● **What to work on**: Each line with the string "surface" is to be copied from the records below.

***

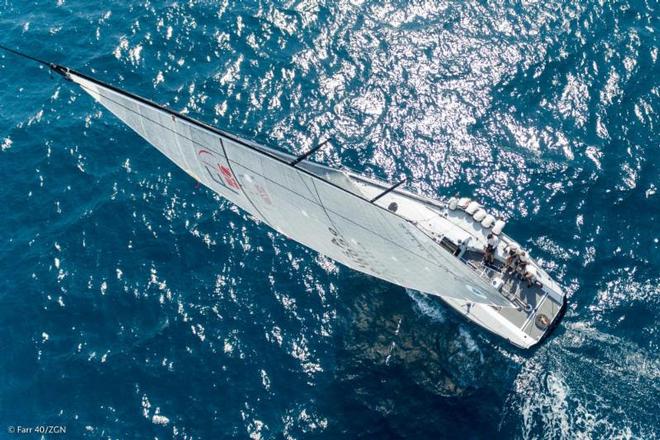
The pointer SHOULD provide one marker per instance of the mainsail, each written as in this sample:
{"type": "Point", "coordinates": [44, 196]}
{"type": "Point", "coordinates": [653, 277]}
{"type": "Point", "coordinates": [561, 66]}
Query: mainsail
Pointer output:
{"type": "Point", "coordinates": [304, 206]}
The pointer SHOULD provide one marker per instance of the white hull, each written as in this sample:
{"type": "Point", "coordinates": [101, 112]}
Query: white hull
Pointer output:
{"type": "Point", "coordinates": [332, 212]}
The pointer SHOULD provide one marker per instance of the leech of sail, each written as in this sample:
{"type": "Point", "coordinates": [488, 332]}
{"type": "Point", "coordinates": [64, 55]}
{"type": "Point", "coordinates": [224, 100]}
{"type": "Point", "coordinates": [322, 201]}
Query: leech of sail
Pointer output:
{"type": "Point", "coordinates": [309, 153]}
{"type": "Point", "coordinates": [333, 219]}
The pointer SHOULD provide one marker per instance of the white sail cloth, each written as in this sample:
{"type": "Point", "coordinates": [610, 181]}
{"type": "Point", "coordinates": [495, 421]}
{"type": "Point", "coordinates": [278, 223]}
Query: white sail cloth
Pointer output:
{"type": "Point", "coordinates": [297, 203]}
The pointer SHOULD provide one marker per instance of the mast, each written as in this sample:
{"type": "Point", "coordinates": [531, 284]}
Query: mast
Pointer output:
{"type": "Point", "coordinates": [292, 199]}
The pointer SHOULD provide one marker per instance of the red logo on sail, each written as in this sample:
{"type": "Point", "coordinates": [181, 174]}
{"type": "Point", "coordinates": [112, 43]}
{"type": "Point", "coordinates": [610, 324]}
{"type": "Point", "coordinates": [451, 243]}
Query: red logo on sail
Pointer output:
{"type": "Point", "coordinates": [228, 176]}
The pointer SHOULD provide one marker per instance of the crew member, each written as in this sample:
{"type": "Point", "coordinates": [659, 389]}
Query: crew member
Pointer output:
{"type": "Point", "coordinates": [491, 245]}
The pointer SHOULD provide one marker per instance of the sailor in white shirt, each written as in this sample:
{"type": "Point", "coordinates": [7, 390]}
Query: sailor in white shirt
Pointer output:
{"type": "Point", "coordinates": [491, 245]}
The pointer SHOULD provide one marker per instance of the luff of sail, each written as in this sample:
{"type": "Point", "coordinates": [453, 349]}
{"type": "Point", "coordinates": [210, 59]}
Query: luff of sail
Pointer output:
{"type": "Point", "coordinates": [301, 205]}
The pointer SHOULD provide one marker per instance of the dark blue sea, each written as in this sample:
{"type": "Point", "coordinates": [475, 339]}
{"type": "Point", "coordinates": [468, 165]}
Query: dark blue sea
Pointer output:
{"type": "Point", "coordinates": [135, 304]}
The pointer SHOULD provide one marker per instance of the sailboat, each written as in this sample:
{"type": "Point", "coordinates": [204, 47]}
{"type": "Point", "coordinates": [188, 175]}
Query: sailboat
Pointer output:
{"type": "Point", "coordinates": [452, 249]}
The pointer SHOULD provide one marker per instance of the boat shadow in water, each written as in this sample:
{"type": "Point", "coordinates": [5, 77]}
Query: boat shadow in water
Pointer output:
{"type": "Point", "coordinates": [404, 359]}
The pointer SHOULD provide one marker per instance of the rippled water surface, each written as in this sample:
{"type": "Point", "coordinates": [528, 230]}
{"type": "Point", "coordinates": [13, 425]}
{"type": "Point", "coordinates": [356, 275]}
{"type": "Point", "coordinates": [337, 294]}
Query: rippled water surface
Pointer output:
{"type": "Point", "coordinates": [135, 304]}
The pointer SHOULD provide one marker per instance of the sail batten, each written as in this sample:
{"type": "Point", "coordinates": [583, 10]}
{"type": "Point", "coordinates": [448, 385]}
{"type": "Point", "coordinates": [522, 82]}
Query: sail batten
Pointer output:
{"type": "Point", "coordinates": [316, 212]}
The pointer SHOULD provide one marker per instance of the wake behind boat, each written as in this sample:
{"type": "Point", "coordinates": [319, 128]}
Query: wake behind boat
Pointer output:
{"type": "Point", "coordinates": [451, 249]}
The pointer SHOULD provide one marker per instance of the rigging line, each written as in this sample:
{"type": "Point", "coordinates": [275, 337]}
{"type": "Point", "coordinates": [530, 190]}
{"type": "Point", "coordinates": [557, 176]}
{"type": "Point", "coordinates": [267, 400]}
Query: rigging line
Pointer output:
{"type": "Point", "coordinates": [309, 153]}
{"type": "Point", "coordinates": [279, 184]}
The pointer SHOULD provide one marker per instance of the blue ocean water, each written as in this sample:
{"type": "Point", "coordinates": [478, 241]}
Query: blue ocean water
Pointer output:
{"type": "Point", "coordinates": [135, 304]}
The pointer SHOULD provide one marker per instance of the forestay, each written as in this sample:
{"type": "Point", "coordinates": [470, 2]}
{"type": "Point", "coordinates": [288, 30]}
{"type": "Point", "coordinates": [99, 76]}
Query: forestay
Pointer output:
{"type": "Point", "coordinates": [297, 203]}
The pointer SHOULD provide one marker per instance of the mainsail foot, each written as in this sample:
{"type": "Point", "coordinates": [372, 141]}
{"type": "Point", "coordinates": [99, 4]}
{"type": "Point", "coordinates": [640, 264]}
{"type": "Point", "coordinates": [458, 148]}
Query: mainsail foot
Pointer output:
{"type": "Point", "coordinates": [410, 240]}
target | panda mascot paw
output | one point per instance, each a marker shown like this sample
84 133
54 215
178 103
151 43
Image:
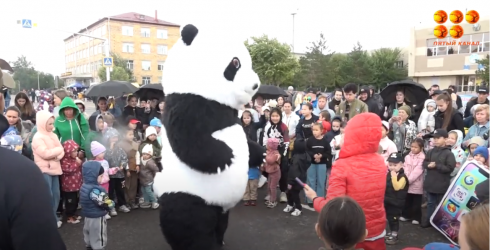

***

● **Solution for this problem**:
The pointer SHOULD provide one marker per instance of the rippled water surface, each written as in this sample:
Query: rippled water surface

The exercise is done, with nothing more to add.